** START PROVIDED RECORDS **

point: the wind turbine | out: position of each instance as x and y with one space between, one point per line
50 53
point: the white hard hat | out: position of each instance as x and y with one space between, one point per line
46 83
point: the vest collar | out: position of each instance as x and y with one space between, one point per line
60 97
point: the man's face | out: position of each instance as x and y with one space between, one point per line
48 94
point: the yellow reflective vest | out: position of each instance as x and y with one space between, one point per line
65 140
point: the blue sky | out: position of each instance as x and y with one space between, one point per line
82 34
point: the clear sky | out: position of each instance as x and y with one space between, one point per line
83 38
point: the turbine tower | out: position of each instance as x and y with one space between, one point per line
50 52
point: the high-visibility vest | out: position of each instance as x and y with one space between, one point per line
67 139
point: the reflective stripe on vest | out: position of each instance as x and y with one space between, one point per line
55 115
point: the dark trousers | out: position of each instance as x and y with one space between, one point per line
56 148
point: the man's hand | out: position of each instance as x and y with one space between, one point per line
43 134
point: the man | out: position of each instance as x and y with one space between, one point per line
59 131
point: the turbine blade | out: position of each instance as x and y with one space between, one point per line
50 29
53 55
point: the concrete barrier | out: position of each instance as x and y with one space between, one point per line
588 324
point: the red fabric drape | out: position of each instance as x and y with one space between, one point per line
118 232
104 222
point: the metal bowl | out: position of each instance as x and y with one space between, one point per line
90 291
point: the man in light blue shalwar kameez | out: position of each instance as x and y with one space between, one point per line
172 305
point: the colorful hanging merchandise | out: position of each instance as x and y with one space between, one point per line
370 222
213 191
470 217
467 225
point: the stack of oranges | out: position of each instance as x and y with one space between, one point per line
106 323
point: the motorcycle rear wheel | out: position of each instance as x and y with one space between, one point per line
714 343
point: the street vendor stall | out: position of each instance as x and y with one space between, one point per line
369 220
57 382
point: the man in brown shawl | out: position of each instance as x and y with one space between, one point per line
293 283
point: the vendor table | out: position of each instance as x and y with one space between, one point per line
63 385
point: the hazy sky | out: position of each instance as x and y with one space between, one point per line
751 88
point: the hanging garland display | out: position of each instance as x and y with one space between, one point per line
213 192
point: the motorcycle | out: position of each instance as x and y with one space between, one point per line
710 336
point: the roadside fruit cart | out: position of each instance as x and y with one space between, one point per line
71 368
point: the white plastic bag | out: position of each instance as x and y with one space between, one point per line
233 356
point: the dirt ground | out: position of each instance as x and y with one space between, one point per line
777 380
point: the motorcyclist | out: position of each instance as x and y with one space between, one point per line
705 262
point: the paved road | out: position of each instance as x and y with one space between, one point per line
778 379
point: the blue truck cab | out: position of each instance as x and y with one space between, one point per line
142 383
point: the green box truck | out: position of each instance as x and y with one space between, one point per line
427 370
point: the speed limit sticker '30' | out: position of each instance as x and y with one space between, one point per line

** END PROVIDED RECORDS **

● EXERCISE INSTRUCTIONS
Go through the listing and copy all of it exactly.

● RESPONSE TO THE TASK
point: the wind turbine | out: position of each instance as x and y with one space between, one point per line
50 53
point: the white hard hat | out: position of each instance as x and y with one space between, one point per line
46 83
point: the vest collar | out: position of each instance as x and y with one space between, one point per line
60 97
point: the man's face | out: position of each instance as x and y with one space between, one point per line
48 94
point: the yellow reflective vest | out: position of each instance as x and y with one space between, one point per line
65 140
point: the blue sky | out: position of each instance as x and y with one space between, one point per line
82 34
point: the clear sky | out: position of each instance as x and y with one space between, one point per line
83 38
point: the turbine tower | out: position of each instance as x and y with one space between, one point per line
50 52
point: the high-visibility vest | out: position of each instance as x and y with one space between, one point per line
67 139
point: the reflective stripe on vest | out: position of each instance as x and y with one space between, one point per line
55 115
point: the dark trousers | out: position of each instance as x and y with one space between, one point per line
56 148
point: the man's hand | out: position of each instance as x and y with one space between, one point per line
43 134
point: the man | out: position of each instance as x and y with one space between, one point per line
59 131
point: the turbine blade | out: position of each instance as x and y with one space between, one point per line
50 29
53 55
point: the concrete barrier | out: position of each instance as x and y with one space between, one point per line
588 324
point: the red fabric drape | out: position of each instance as x and y with one space between, one point per line
118 232
104 222
point: the metal bowl | out: position of each instance as x and y with one space between, one point per line
90 291
point: the man in light blue shalwar kameez | out: position of each instance as x and y with one space between, one point per line
172 305
point: the colorful hanging merchandise | out: position of each instance as x and y with one space between, one point per line
370 222
213 191
470 217
467 225
point: the stack of oranges | out: position of each instance as x and y with one space between, one point per line
106 323
point: the motorcycle rear wheel | out: position of each instance as x and y with one space between, one point per line
714 343
point: the street vendor stall | out: position of each instance as x and y with one space between, one point per line
369 220
57 382
point: the man in brown shawl | out: position of each instance as x and y with one space between, one point per line
293 283
point: the vendor table | out: position of each instance as x and y with one space between, one point per line
63 385
point: the hazy sky | out: position of each instance as x and y with one space between, one point per line
751 88
point: the hanging garland display | out: position of each instance as x and y with one space between, one point per line
213 192
point: the motorcycle | out: position of each instance as x and y with one space between, one point per line
710 336
point: the roadside fruit cart | out: position of each instance as x and y with one space between, one point per line
71 368
point: the white plastic bag | out: position of each instance as x and y with one space between, one point per line
233 356
point: the dirt ground | out: position of each instance as x and y with one space between, one point per line
777 380
point: the motorcyclist | out: position of each instance as x and y with one space between, one point per line
705 262
point: the paved road | out: position of each instance as x and y with one space between, one point per line
778 379
point: the blue truck cab | out: position of each instance as x and y with one space between, one point per line
142 383
point: the green box truck | out: position of each instance as x and y with one space between, one point per line
427 370
point: the speed limit sticker '30' | out: position of each instance as x and y with one space between, one point per line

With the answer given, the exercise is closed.